-- Start of ARTICLE --

The intelligence questions for Chilcot

Sir John Chilcot, chairman of the Iraq inquiry Image copyright PA
Image caption Sir John Chilcot, chairman of the Iraq inquiry, delivers his findings on Wednesday

In September 2002 President Saddam Hussein summoned his Revolutionary Command Council in Baghdad. He looked "stiff" and "under pressure" as he demanded answers from those round the table. He had just read a new dossier published in the name of Britain's Joint Intelligence Committee (JIC) in London.

It contained detailed information about his own regime's capabilities. There was even a claim that weapons of mass destruction could be fired in 45 minutes. This puzzled him, according to accounts gathered later, including from Saddam himself.

Was there anyone in the room who was aware of any capabilities that the president himself did not know about? By turn, each member of the Revolutionary Command Council hurriedly said no, they did not. So what explained the judgement of British intelligence?

Answering that question is one of the central planks of the Chilcot Inquiry due to report on Wednesday. There was an intelligence failure. The extent and who was to blame has proved controversial and the inquiry may give us the most conclusive answers yet.

-- End of ARTICLE --
-- Start of SUPPLIED INFORMATION --

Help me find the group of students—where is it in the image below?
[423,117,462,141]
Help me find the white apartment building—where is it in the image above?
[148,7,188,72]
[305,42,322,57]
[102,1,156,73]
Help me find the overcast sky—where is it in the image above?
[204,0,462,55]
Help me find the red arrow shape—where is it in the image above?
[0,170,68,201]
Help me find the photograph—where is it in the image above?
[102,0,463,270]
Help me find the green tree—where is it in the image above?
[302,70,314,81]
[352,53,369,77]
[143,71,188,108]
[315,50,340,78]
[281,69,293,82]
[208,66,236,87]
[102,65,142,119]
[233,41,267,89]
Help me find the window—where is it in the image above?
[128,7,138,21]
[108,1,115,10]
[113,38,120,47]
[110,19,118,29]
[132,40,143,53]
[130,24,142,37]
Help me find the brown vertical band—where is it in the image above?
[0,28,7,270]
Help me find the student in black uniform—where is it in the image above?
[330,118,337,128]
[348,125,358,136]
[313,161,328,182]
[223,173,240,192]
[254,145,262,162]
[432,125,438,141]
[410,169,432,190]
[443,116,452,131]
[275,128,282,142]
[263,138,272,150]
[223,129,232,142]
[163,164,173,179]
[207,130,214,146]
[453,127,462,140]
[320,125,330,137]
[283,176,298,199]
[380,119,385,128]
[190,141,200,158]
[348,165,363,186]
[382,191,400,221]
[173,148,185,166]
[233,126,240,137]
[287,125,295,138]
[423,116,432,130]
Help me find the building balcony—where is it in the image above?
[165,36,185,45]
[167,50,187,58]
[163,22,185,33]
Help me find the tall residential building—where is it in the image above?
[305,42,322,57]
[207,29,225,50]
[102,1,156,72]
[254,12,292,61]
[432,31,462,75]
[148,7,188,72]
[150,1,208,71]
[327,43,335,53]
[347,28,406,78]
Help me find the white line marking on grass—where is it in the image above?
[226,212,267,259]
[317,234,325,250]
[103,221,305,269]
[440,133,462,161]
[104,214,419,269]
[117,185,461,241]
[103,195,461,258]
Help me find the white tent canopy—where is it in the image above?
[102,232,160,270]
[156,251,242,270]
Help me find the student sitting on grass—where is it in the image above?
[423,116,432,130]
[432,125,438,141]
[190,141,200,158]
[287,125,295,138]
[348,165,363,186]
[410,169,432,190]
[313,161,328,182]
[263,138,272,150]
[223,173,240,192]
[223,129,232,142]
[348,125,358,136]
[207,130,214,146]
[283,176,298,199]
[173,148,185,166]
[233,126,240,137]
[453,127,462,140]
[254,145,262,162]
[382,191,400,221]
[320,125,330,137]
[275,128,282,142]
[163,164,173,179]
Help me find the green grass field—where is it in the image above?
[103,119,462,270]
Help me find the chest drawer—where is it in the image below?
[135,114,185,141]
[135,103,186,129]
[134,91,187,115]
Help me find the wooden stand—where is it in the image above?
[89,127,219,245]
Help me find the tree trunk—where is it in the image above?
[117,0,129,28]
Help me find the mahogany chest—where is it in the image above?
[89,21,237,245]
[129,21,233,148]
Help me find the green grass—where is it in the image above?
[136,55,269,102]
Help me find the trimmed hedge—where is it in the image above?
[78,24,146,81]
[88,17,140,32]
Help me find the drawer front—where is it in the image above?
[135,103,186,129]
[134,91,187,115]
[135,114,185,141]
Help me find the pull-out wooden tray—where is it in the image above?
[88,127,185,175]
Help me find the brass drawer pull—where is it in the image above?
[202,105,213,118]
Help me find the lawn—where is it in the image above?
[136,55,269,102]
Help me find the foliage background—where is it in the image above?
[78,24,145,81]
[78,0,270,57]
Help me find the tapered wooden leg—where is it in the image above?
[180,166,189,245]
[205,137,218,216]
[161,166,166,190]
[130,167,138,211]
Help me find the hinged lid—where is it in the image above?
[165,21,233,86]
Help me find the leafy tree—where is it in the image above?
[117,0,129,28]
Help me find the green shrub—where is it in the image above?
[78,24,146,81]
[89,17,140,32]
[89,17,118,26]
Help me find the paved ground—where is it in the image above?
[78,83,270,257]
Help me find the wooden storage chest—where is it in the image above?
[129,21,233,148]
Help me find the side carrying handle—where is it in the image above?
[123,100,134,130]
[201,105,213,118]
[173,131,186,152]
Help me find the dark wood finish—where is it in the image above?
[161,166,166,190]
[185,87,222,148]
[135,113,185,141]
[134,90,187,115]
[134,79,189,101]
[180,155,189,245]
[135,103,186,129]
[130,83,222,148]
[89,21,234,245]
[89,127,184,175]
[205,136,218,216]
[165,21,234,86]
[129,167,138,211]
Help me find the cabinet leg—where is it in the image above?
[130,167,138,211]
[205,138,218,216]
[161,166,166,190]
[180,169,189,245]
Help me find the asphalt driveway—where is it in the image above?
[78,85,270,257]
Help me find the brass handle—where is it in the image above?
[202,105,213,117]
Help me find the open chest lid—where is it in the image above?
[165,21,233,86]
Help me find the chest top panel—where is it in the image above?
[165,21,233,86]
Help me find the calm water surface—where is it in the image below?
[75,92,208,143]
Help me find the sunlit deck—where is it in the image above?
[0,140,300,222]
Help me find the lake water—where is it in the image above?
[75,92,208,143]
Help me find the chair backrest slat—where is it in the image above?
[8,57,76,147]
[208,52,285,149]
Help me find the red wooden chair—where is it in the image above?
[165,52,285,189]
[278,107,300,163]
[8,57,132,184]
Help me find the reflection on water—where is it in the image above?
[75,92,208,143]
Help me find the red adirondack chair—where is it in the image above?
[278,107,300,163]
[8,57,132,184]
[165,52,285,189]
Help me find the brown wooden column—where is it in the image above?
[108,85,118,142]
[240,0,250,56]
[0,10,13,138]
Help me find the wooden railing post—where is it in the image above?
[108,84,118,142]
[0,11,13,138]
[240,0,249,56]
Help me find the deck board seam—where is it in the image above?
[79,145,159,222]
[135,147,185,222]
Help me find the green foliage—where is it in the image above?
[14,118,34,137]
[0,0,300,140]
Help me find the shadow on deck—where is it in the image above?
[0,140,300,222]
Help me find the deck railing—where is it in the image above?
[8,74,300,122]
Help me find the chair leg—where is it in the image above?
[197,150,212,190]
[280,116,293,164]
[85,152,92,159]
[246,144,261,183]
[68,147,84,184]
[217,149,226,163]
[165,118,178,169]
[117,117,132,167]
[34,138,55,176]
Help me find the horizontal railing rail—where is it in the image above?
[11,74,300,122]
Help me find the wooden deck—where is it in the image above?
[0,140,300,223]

-- End of SUPPLIED INFORMATION --

* JOB
Please copy out the stretch of the Chilcot article from "In September 2002" through "from Saddam himself.", swapping "dossier" for "report".

* WRITTEN ANSWER
In September 2002 President Saddam Hussein summoned his Revolutionary Command Council in Baghdad. He looked "stiff" and "under pressure" as he demanded answers from those round the table. He had just read a new report published in the name of Britain's Joint Intelligence Committee (JIC) in London.

It contained detailed information about his own regime's capabilities. There was even a claim that weapons of mass destruction could be fired in 45 minutes. This puzzled him, according to accounts gathered later, including from Saddam himself.